▸ **Aufgabenstellung**:
Beantworte anhand des Textes „Verzierdamen“ unten die folgenden Fragen:
(a) Wie viele Frauen saßen vor der Fusion in beiden Banken zusammen im Verwaltungsrat?
(b) In welchem Trend wurden diese Frauen laut dem PR-Profi gewählt?
(c) Welche zwei Wörter beherrschen nach dem Text die Chefetagen?

▸ **Ausgewählter Textabschnitt**:
━━━━━━━━━━━━━━━━
Verzierdamen

Nun ist sie abgesegnet, die Fusion der beiden Grossbanken zur Megabank. Bereits haben wir uns an den Gedanken gewöhnt, und neue Fusionen von noch grösserem Ausmass machen Schlagzeilen.

Doch eine Meldung hat mir zu denken gegeben. Weder im Verwaltungsrat noch in der operativen Führung des Riesen ist eine Frau anzutreffen. Vorher, als die beiden Gesellschaften noch einfache Banken und nicht halbe Monopolbetriebe waren, sassen in beiden Instituten zusammen noch drei Frauen im Verwaltungsrat, eine bescheidene Zahl, doch immerhin.

Heute, wo der Gigant die Finanzwelt beherrschen möchte, braucht es das schwache Geschlecht nicht mehr. Ein PR Profi nannte sie "reine Verzierdamen, die im frauenfreundlichen Trend der achtziger Jahre gewählt wurden." Er meinte auch, dass diese Verzierungsperiode jetzt zu Ende sei.

Verzierdamen?!

Eigentlich könnte ich mir etwas Schönes darunter vorstellen, etwas Farbiges, das den grauen Alltag aufhellt, etwas das lebt. Doch Verzierung ist, so denken viele, ein überflüssiger Luxus, auf den man ohne weiteres verzichten kann. Nachdem durch die Fusion Milliardengewinne abgeschöpft worden sind, ist nur noch Platz da fürs knochenharte Geldverdienen; Verzierung oder Kreativität behindern das Geschäft. Das macht mir Angst.

Es ist schon längst erwiesen, dass Frauen komplexe Fragen und Probleme anders angehen als Männer. Währenddem ein Mann sich auf ein klar definiertes Teilgebiet konzentriert und rechts und links nichts anderes wahrnimmt, bis seine Frage zufriedenstellend gelöst ist, betrachtet die Frau eher das Ganze. Sie schält vielleicht die Details nicht so klar heraus, weil für sie das ganze Bild, die Zusammenhänge im Vordergrund stehen. Um ein Unternehmen wirklich erfolgreich führen zu können, brauchen wir beides, das Detail und das Ganze. In einer Zeit, in der die Wörter "Umstrukturierung" und "Globalisierung" die Chefetagen beherrschen und Unsicherheit verbreiten, in einer Zeit, in der Arbeitsplätze keine Selbstverständlichkeit mehr sind, ist das ganzheitliche Denken keine Verzierung, sondern Notwendigkeit. Wir brauchen Frauen (wenn möglich auch Männer) die im Verwaltungsrat eine andere Sicht als die des Profits um jeden Preis einbringen. Wir brauchen Leute, die neben den Zahlen auch Menschen, Familien und deren Schicksal sehen. Eine Welt ohne diese Verzierung ist eine öde Welt.
━━━━━━━━━━━━━━━━
(Gespeicherte Dateneinträge)

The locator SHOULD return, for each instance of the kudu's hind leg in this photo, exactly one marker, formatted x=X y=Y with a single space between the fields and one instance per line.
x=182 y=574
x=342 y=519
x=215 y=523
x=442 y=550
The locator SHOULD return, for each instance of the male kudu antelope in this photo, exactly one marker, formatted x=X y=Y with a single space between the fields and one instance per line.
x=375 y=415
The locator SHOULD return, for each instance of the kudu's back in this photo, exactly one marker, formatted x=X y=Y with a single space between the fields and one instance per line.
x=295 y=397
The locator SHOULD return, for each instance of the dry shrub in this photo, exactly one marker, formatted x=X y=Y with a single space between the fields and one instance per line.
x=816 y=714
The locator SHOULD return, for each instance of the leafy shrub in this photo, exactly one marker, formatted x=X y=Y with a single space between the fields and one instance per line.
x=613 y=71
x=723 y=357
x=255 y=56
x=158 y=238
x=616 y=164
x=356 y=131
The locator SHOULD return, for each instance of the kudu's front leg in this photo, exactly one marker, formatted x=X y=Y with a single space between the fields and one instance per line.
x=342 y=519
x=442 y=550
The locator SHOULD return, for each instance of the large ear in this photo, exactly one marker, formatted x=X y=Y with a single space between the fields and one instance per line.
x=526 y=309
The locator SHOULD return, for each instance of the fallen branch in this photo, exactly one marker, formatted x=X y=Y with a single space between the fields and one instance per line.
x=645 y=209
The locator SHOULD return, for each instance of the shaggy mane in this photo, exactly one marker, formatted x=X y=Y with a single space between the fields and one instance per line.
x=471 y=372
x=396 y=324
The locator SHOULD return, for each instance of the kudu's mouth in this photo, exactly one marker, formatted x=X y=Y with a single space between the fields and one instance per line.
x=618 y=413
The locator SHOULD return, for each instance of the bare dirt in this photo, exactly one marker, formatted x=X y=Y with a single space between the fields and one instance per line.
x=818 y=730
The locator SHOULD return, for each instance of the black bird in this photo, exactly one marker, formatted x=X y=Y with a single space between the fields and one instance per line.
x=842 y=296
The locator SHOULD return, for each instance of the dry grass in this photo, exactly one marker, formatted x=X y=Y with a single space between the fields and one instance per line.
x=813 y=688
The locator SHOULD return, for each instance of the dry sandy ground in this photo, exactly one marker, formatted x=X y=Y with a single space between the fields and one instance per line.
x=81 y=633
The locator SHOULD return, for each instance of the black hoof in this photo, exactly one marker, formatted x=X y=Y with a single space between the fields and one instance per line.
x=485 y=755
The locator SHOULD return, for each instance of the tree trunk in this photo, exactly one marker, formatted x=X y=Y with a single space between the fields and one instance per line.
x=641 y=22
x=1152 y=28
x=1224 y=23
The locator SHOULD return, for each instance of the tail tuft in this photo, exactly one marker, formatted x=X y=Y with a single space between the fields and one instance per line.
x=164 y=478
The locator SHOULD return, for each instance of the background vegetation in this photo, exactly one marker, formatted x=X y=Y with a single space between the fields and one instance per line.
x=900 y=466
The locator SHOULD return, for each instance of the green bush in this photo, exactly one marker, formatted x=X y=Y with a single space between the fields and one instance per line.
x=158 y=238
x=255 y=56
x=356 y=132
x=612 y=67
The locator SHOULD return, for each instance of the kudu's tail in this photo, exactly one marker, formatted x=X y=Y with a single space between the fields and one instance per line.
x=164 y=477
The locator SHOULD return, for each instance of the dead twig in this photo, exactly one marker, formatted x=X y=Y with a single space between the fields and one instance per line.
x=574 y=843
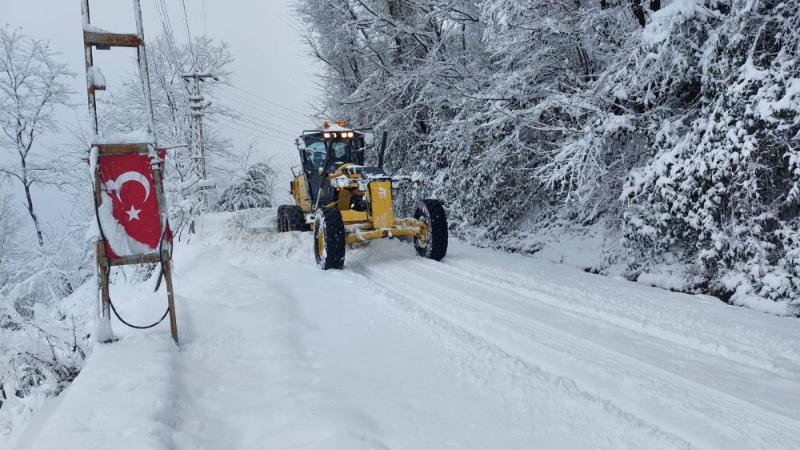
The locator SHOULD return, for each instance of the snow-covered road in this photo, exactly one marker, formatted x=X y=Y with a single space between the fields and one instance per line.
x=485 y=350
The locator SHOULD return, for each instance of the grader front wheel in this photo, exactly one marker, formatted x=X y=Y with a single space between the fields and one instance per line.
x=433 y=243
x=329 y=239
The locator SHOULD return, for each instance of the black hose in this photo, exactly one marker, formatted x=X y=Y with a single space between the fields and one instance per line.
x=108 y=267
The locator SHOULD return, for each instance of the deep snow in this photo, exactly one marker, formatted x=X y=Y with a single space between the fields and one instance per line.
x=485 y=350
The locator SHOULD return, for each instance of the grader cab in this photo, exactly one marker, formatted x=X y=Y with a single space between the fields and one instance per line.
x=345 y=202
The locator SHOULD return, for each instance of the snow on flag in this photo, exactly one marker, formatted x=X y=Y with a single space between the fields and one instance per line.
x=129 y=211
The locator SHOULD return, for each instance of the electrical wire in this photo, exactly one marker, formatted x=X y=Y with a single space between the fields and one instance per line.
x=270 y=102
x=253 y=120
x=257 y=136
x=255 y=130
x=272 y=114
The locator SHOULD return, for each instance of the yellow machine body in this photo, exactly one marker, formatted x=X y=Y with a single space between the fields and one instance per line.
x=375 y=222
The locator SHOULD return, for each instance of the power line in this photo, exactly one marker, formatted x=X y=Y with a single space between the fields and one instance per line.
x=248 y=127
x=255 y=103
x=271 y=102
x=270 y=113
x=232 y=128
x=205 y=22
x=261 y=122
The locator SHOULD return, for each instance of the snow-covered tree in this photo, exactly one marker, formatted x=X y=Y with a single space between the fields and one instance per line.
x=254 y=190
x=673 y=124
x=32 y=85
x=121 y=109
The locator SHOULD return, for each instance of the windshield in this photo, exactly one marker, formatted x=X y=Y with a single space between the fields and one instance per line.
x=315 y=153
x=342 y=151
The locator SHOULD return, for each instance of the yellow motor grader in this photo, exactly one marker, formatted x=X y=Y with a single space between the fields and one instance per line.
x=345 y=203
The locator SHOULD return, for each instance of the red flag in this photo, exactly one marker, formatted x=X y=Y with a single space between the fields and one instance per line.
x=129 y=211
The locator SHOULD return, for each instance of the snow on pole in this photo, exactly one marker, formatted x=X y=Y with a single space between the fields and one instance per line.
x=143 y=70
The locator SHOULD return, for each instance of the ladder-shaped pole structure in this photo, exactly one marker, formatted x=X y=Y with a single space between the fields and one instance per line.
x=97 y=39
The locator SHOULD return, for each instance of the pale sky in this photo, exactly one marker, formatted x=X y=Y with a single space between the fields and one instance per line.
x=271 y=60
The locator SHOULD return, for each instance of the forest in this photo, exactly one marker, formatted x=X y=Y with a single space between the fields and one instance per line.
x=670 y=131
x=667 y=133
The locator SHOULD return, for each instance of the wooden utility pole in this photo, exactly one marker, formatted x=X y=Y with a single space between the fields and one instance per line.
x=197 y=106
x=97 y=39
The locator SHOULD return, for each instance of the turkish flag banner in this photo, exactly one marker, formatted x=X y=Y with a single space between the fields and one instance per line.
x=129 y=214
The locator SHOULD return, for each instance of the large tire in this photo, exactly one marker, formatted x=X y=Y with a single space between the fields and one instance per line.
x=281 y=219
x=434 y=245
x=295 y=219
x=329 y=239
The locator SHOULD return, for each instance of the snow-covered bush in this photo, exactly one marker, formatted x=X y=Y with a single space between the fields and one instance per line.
━━━━━━━━━━━━━━━━
▸ **Lösung**:
(a) Drei Frauen.
(b) Im frauenfreundlichen Trend der achtziger Jahre.
(c) „Umstrukturierung“ und „Globalisierung“.